Stored data entries:
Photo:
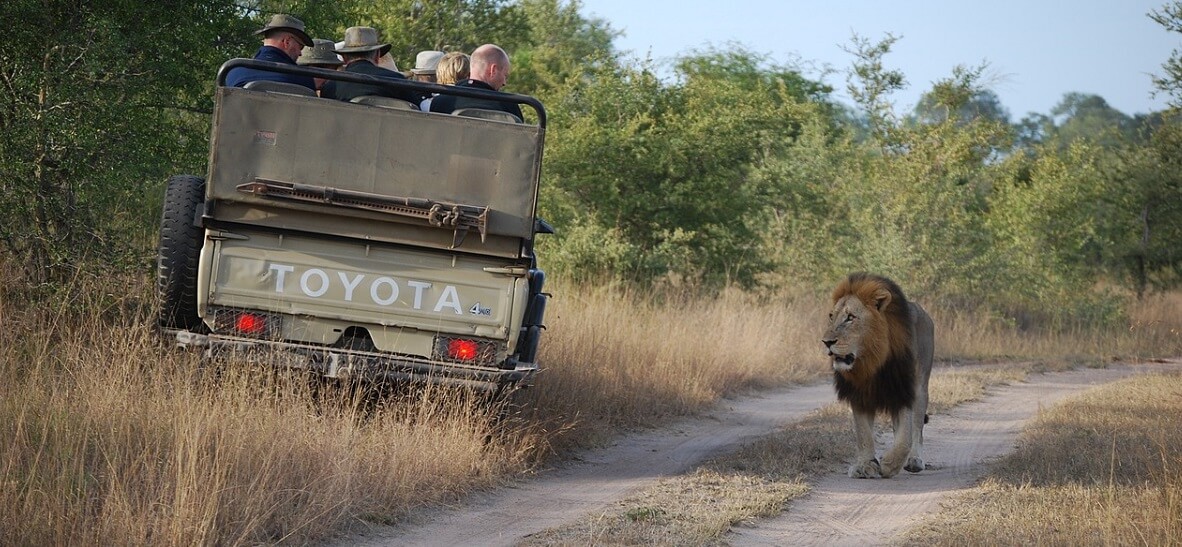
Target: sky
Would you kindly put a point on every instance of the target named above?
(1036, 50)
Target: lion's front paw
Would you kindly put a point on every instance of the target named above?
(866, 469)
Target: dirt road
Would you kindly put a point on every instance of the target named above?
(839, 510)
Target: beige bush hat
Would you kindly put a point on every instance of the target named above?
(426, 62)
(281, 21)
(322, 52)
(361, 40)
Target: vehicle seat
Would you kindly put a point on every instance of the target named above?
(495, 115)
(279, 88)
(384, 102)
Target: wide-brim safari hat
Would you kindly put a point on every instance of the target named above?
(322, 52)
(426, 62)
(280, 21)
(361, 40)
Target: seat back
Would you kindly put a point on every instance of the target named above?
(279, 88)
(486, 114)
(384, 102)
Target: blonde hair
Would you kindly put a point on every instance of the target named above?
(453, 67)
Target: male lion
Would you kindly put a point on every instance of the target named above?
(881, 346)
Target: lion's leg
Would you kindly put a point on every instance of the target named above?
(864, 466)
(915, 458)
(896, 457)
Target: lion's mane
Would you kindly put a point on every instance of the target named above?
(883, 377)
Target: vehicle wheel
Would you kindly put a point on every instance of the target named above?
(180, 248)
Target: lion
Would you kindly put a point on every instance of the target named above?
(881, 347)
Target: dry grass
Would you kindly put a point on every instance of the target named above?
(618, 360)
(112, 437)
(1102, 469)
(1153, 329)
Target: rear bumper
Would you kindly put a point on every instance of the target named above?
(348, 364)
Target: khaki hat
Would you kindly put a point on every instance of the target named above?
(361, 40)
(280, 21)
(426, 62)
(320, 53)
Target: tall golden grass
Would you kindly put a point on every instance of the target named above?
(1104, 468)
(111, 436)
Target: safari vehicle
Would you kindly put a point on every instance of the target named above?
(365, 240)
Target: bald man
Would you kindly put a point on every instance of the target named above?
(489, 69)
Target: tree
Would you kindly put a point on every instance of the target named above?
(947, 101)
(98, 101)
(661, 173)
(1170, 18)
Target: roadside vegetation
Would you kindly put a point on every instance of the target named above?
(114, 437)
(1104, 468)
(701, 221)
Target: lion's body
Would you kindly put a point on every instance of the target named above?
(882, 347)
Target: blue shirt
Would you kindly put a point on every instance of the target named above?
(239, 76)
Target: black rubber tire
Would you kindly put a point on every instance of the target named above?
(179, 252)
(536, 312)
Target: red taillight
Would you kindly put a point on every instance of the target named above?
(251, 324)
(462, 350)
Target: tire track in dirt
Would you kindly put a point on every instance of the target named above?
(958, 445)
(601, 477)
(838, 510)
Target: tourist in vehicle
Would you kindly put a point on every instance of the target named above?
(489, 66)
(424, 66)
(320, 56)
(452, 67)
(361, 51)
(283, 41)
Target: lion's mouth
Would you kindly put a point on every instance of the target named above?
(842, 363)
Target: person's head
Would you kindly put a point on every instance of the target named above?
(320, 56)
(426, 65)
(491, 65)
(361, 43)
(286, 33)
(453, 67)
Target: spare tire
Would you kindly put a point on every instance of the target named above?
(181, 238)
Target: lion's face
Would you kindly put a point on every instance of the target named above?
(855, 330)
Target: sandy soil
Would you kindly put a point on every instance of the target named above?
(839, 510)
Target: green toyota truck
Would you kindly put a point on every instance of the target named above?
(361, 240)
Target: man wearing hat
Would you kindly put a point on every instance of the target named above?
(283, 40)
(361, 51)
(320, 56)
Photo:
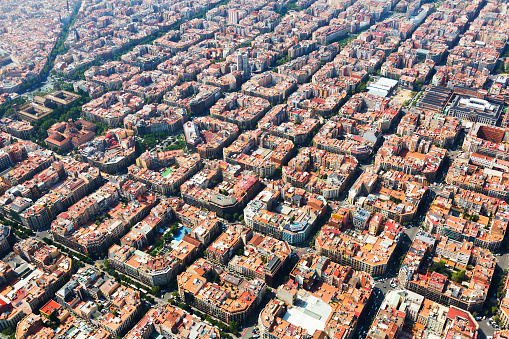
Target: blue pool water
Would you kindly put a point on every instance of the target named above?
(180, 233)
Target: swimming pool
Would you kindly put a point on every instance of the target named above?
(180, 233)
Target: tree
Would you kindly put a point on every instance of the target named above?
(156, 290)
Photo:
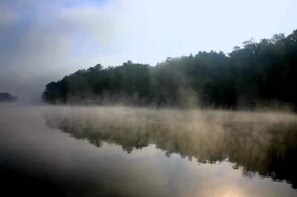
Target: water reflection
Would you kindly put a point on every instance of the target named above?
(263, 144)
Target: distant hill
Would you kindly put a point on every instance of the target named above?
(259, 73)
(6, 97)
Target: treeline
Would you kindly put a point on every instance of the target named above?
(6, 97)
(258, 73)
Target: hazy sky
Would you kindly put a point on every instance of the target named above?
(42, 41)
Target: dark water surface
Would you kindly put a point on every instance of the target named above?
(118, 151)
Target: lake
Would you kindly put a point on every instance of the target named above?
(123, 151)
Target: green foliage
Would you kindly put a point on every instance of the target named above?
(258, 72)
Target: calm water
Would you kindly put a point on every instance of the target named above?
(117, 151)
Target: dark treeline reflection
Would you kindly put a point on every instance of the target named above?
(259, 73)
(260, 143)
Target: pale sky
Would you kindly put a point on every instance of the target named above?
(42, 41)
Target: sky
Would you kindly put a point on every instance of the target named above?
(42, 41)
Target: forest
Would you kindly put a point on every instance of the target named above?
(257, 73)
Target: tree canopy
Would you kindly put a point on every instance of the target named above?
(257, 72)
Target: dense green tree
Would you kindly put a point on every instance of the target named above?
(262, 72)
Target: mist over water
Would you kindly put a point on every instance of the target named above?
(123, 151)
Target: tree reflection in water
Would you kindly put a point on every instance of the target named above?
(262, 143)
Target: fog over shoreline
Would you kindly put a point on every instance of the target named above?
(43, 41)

--

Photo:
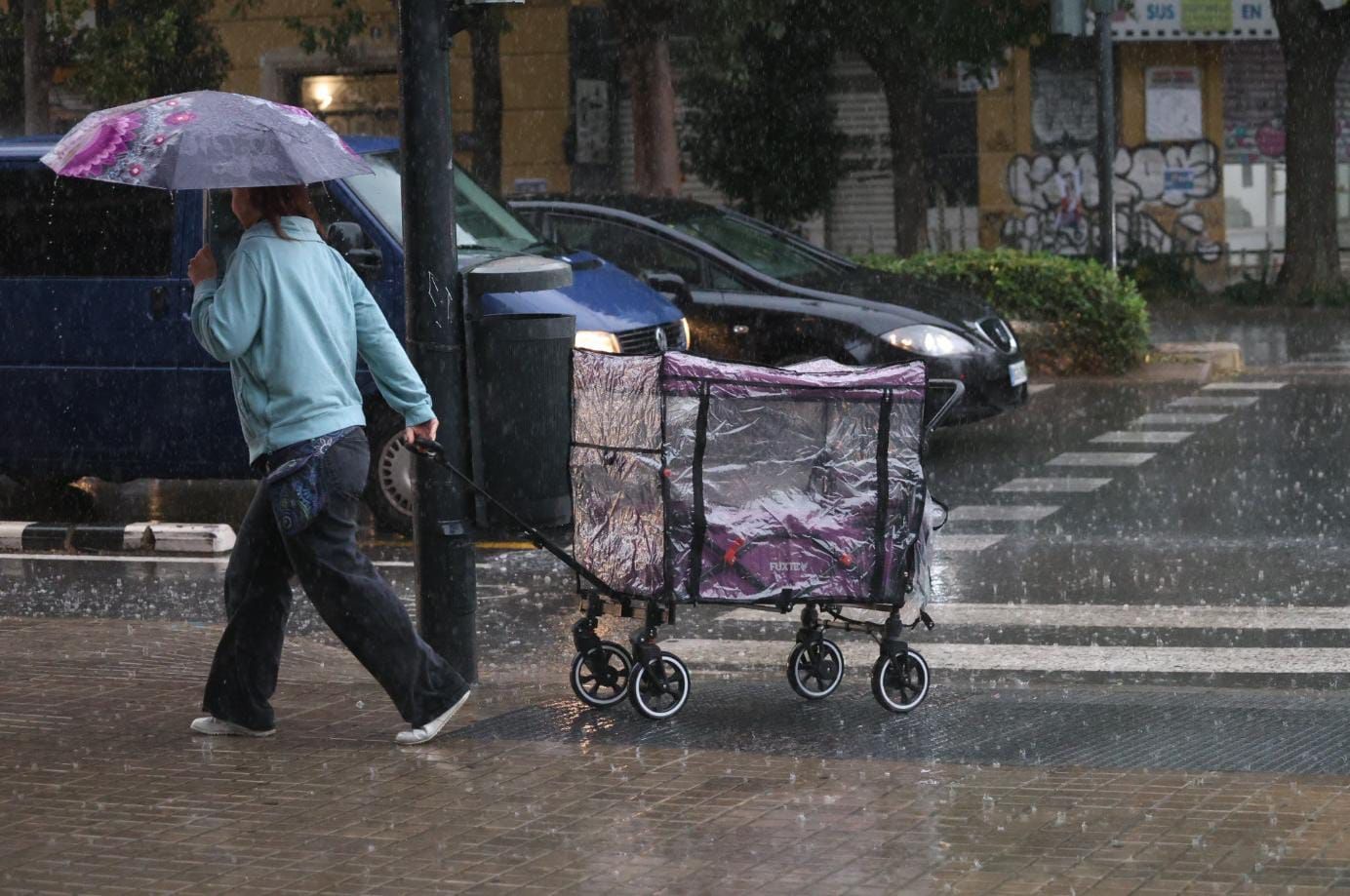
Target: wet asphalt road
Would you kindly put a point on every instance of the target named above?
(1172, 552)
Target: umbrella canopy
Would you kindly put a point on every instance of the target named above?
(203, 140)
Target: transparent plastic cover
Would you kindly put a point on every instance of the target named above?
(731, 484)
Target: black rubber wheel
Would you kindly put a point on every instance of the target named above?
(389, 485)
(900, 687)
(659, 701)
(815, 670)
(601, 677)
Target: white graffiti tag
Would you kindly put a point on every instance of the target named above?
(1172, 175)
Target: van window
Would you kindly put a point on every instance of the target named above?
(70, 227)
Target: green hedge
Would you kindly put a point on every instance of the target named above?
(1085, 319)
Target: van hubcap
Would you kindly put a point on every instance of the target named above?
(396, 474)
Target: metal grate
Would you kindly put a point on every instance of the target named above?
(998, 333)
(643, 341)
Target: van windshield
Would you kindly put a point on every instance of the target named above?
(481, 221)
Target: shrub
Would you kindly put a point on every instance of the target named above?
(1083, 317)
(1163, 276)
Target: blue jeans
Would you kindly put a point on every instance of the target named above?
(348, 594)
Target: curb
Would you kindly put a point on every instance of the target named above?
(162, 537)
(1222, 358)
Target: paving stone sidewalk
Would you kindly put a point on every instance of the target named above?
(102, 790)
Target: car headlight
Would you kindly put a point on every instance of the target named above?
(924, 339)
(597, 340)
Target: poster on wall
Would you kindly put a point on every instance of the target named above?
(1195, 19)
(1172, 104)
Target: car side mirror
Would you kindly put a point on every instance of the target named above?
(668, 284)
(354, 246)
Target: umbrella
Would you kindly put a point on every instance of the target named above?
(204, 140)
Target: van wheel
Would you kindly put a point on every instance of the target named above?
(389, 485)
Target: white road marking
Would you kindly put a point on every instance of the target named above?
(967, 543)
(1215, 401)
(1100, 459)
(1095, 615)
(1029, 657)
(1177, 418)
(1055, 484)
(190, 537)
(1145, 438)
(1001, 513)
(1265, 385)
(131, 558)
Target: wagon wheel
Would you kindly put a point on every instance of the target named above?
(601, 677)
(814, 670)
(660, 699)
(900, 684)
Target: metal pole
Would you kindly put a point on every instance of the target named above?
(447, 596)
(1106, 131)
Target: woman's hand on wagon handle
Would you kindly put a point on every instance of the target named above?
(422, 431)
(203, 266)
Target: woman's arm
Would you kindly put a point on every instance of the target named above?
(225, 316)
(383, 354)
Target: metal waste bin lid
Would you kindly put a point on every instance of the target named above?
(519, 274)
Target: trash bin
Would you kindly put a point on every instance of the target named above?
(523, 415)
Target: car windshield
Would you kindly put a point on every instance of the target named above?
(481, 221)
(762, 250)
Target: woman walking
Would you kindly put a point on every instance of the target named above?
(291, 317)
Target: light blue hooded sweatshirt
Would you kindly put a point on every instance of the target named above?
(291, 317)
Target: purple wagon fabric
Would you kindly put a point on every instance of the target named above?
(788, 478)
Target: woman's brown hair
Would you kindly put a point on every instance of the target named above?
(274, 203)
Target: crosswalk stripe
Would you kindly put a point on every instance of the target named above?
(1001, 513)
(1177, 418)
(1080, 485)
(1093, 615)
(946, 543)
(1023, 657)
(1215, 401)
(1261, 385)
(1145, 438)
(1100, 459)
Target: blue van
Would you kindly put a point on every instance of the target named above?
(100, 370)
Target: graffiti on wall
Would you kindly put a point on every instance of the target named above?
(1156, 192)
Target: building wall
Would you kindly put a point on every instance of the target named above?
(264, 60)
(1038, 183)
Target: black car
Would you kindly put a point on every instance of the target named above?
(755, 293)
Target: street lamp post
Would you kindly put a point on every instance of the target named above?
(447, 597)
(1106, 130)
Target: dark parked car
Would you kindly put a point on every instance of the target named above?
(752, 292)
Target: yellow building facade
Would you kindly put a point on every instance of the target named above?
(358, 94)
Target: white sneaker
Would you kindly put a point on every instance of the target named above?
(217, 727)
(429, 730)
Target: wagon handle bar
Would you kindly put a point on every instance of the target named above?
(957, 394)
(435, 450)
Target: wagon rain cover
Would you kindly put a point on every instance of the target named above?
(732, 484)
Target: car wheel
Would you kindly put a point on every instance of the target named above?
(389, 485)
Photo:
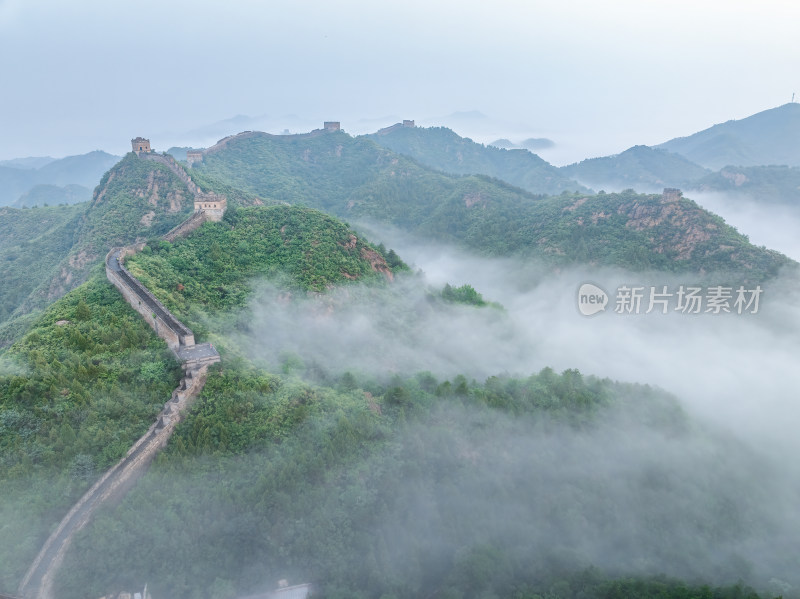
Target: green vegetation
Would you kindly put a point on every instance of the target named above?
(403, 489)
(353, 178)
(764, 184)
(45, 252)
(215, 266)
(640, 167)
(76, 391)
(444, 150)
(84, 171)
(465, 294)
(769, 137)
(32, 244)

Directions
Check the lines above and copy each one that includes "tire".

Completed exercise
Target: black rubber tire
Target: tire track in dirt
Target: spare tire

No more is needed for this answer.